[Records from a data source]

+++++

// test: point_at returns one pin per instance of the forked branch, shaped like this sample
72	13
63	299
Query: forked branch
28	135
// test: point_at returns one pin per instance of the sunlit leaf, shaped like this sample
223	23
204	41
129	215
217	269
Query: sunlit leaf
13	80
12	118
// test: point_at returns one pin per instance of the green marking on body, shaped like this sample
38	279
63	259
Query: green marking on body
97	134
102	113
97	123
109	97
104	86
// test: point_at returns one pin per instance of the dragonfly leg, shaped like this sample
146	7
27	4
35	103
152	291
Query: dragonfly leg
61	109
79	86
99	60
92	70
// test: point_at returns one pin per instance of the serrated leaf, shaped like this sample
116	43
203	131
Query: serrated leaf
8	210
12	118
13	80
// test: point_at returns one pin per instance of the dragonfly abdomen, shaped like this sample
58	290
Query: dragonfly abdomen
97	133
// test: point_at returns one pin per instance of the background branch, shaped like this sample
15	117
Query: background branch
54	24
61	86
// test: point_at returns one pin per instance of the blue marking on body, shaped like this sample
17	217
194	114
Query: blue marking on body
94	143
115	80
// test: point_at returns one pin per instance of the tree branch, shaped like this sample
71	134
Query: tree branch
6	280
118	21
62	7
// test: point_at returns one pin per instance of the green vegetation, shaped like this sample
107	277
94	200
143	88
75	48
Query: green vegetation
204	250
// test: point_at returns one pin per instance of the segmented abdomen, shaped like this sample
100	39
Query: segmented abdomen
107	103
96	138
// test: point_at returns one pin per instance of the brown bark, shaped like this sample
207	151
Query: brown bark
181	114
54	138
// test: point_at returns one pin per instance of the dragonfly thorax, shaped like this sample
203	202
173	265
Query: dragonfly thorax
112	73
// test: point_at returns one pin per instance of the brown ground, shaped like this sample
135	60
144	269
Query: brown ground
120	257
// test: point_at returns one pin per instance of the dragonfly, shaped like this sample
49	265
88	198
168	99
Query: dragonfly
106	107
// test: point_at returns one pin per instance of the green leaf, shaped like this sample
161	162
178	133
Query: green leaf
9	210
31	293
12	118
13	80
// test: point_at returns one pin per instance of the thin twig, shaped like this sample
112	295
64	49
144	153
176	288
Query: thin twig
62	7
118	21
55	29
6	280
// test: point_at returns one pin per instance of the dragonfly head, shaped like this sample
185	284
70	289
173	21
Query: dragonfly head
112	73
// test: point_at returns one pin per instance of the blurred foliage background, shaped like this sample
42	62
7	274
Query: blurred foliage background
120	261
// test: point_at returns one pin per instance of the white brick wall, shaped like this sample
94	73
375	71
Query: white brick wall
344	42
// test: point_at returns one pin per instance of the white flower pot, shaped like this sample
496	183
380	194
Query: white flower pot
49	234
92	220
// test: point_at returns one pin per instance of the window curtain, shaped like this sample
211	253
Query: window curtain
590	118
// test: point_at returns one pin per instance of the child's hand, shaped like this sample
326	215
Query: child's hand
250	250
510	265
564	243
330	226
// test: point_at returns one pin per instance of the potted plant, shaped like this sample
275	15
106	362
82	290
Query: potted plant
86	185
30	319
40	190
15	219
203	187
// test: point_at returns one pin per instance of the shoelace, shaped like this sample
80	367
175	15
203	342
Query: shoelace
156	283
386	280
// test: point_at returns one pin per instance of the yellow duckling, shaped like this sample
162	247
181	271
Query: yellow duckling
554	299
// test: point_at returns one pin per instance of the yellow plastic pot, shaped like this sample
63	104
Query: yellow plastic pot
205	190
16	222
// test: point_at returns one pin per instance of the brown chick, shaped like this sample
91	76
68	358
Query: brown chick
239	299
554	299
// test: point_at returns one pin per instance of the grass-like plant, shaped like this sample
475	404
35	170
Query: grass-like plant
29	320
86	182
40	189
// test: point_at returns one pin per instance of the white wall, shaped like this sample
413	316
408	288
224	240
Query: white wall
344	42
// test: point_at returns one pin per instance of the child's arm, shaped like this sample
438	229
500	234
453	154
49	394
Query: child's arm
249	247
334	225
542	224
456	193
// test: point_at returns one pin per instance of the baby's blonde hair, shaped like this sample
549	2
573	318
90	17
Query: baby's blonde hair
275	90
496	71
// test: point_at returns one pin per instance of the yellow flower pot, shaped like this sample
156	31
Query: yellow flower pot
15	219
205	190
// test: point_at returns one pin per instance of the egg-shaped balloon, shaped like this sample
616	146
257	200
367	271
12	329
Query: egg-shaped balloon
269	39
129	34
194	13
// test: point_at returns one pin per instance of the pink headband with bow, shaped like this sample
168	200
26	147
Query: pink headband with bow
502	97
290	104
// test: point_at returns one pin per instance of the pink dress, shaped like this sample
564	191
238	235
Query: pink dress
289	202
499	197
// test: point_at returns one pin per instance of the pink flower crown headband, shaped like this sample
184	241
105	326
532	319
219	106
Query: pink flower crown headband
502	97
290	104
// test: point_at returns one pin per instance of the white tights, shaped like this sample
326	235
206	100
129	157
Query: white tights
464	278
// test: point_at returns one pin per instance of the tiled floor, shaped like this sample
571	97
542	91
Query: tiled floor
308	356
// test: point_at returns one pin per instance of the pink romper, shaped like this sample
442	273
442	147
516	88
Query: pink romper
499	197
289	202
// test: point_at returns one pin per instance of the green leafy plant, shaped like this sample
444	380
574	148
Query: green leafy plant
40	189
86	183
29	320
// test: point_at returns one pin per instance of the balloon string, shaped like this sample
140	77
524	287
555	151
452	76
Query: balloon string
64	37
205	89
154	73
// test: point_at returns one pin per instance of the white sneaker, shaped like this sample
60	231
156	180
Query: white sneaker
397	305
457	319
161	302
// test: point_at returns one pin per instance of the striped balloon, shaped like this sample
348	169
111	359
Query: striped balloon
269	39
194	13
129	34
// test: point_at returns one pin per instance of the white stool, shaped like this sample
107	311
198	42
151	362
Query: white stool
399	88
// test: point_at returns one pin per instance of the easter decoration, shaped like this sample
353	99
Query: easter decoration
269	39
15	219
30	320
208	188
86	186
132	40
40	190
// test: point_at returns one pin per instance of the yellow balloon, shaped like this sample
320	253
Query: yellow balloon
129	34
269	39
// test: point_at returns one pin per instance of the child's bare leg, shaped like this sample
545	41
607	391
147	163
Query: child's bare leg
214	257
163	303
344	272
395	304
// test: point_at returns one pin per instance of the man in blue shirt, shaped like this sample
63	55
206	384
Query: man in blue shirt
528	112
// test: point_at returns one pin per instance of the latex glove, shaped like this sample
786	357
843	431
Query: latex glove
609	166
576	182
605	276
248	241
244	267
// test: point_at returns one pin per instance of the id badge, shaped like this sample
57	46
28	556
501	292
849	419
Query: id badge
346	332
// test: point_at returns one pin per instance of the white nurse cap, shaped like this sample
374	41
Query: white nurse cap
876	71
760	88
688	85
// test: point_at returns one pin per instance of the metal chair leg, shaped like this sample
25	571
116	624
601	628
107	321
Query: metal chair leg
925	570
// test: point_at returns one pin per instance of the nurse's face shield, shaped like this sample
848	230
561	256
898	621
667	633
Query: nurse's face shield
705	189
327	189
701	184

+++++

**Task details**: All of the data above needs to be given again exactly.

**Result of the exercise**:
// test: point_at returns one pin per instance of the forked branch, shaped like this sample
72	13
63	299
Query: forked branch
28	135
// test: point_at returns one pin per instance of the sunlit leaf, shaped like this sample
223	23
204	41
129	215
217	269
Query: sunlit leaf
13	80
12	118
// test: point_at returns one pin per instance of the green marking on body, shaped like this sample
38	279
63	259
Query: green marking on body
97	134
102	113
97	123
109	97
104	86
// test: point_at returns one pin per instance of the dragonfly leg, shaped like this sample
146	7
27	4
35	103
152	291
Query: dragonfly leg
61	109
79	86
99	60
92	70
// test: point_at returns one pin per instance of the serrated leaf, shaped like this sample
116	43
203	131
Query: serrated leaf
8	210
12	118
13	80
// test: point_at returns one pin per instance of the dragonfly abdomen, shaped like this sample
58	290
Query: dragonfly abdomen
97	133
// test: point_at returns one pin per instance of the background branch, shaped like this sample
15	117
Query: background branch
54	24
61	86
// test: point_at returns one pin per instance of the blue marking on body, shaped like this sample
17	217
194	114
Query: blue marking on body
94	143
115	80
// test: point_at returns one pin per instance of the tree branch, shaped like this sample
71	134
Query: tree branch
6	280
118	21
62	7
// test: point_at returns one pin per instance of the green vegetation, shaped like this sample
107	277
94	200
143	88
75	48
Query: green vegetation
204	250
// test: point_at returns one pin per instance of the segmented abdomen, shaped like this sample
100	39
Query: segmented abdomen
107	103
96	138
// test: point_at returns one pin per instance of the brown bark, shaped like this sample
207	151
Query: brown bark
181	114
54	138
// test: point_at returns one pin per instance of the dragonfly thorax, shaped like this sample
203	202
173	265
Query: dragonfly thorax
112	73
// test: point_at returns one pin per instance of the brown ground, shaped like this sample
135	60
144	269
Query: brown ground
120	257
// test: point_at returns one pin per instance of the dragonfly, shaped like this sample
49	265
88	198
168	99
Query: dragonfly
106	107
// test: point_at returns one pin per instance of the green leaf, shaped like this sample
161	162
178	133
Query: green leaf
9	210
31	293
12	118
13	80
// test: point_at returns one pin per instance of the thin twig, shaped like this sample
112	295
64	49
144	153
176	288
Query: thin twig
62	7
118	21
55	29
6	280
// test: point_at returns one pin per instance of the dragonfly head, shaped like this sample
185	284
70	289
173	21
Query: dragonfly head
112	73
// test: point_at returns one pin per instance of the blurred foliage background, shaped like this sample
42	62
7	274
Query: blurred foliage background
120	261
// test: point_at returns one pin per instance of the white brick wall, shaped like this sample
94	73
375	71
Query: white brick wall
344	42
// test: point_at returns one pin per instance of the white flower pot, shaped like this sample
496	183
380	194
Query: white flower pot
49	234
92	220
// test: point_at returns one pin per instance of the window curtain, shaped like this sample
211	253
Query: window curtain
590	118
// test: point_at returns one pin per instance of the child's hand, shaped like this sample
326	215
Query: child's hand
250	250
510	265
564	243
330	226
// test: point_at returns one pin per instance of the potted plant, shaped like this sample
275	15
106	362
82	290
Query: potted plant
86	185
30	319
40	190
15	219
203	187
// test: point_at returns one pin per instance of the shoelace, shaped like this sample
80	367
175	15
203	342
Query: shoelace
156	283
386	280
// test: point_at returns one pin per instance of the yellow duckling, shaped like this sample
162	247
181	271
Query: yellow duckling
554	299
// test: point_at returns one pin per instance of the yellow plastic pot, shaped like this sample
63	104
Query: yellow plastic pot
205	190
16	222
// test: point_at returns one pin per instance of the brown chick, shaped like this sample
91	76
68	358
Query: brown chick
239	299
554	299
// test: point_at returns one pin per instance of the grass-like plant, shaped like this sample
475	404
35	170
Query: grass-like plant
29	320
86	182
40	189
// test: point_at returns one pin per instance of the white wall, shaped like this sample
413	316
408	288
224	240
Query: white wall
344	42
// test: point_at returns one pin per instance of the child's arm, shaped like this sample
438	229
500	234
453	154
49	394
Query: child's arm
249	247
334	225
542	224
456	193
// test: point_at returns one pin per instance of the baby's blonde hair, shaped like this sample
549	2
573	318
90	17
Query: baby's blonde hair
275	90
496	71
// test: point_at returns one pin per instance of the yellow flower pot, shaped like this sample
156	31
Query: yellow flower pot
15	219
205	190
// test: point_at returns one pin per instance of the egg-shaped balloon, shaped like this sample
616	146
257	200
367	271
12	329
Query: egg-shaped balloon
269	39
129	34
194	13
// test: point_at returns one pin per instance of the pink headband with bow, shaped like this sample
168	200
26	147
Query: pink headband with bow
502	97
290	104
// test: point_at returns one pin per instance of the pink dress, shaped like this sample
564	191
238	235
Query: pink dress
289	202
499	197
// test: point_at returns one pin per instance of the pink flower crown headband, shaped like this sample
184	241
105	326
532	319
219	106
Query: pink flower crown headband
502	97
290	104
// test: point_at returns one pin per instance of the white tights, shaped like this sample
326	235
206	100
129	157
Query: white tights
464	278
// test: point_at returns one pin per instance of the tiled floor, shaped like this sample
571	97
542	91
Query: tiled floor
308	356
// test: point_at returns one pin per instance of the pink romper, shaped like this sample
442	273
442	147
516	88
Query: pink romper
499	197
289	202
// test: point_at returns one pin per instance of the green leafy plant, shaped like this sample
444	380
574	148
Query: green leafy plant
40	189
86	183
29	320
// test: point_at returns one pin per instance of the balloon string, shaped like this sample
140	77
524	287
555	151
452	76
Query: balloon string
64	37
205	89
154	73
// test: point_at returns one pin per instance of the white sneaker, shaped like this sample
60	231
156	180
Query: white sneaker
397	305
457	319
161	302
// test: point_at returns one pin per instance of the striped balloon, shaped like this sample
348	169
111	359
Query: striped balloon
269	39
194	13
129	34
// test: point_at returns one pin per instance of the white stool, shaped like this sample
107	311
198	42
151	362
Query: white stool
399	88
// test: point_at returns one pin per instance of the easter decoration, shaped like this sample
353	99
Query: easter decoration
269	39
15	219
30	320
208	188
86	186
132	40
40	190
// test: point_at returns one pin per instance of the yellow balloon, shaped like this sample
320	253
Query: yellow balloon
129	34
269	39
// test: point_at returns one pin per instance of the child's bare leg, shaped like this sample
545	41
607	391
147	163
Query: child's bare leg
214	257
163	303
344	272
395	304
// test: point_at returns one pin per instance of the man in blue shirt, shaped like this sample
63	55
206	384
Query: man in blue shirt
528	112
// test: point_at returns one pin per instance of the latex glove, shaped like this sample
786	357
843	431
Query: latex glove
609	166
576	182
605	276
248	241
244	267
// test: point_at returns one pin per instance of the id badge, shaped like this sample
57	46
28	556
501	292
849	419
Query: id badge
346	332
// test: point_at returns one pin per instance of the white nurse cap, shaped like this sample
374	41
Query: white nurse cap
876	71
760	88
688	85
// test: point_at returns one pin per instance of the metal chair leg, shaped like this sample
25	571
116	624
601	628
107	321
Query: metal chair leg
925	570
// test: point_at returns one pin per instance of the nurse's face shield, shaped like this sample
848	230
561	256
898	621
667	633
Query: nurse's face shield
705	189
327	189
701	184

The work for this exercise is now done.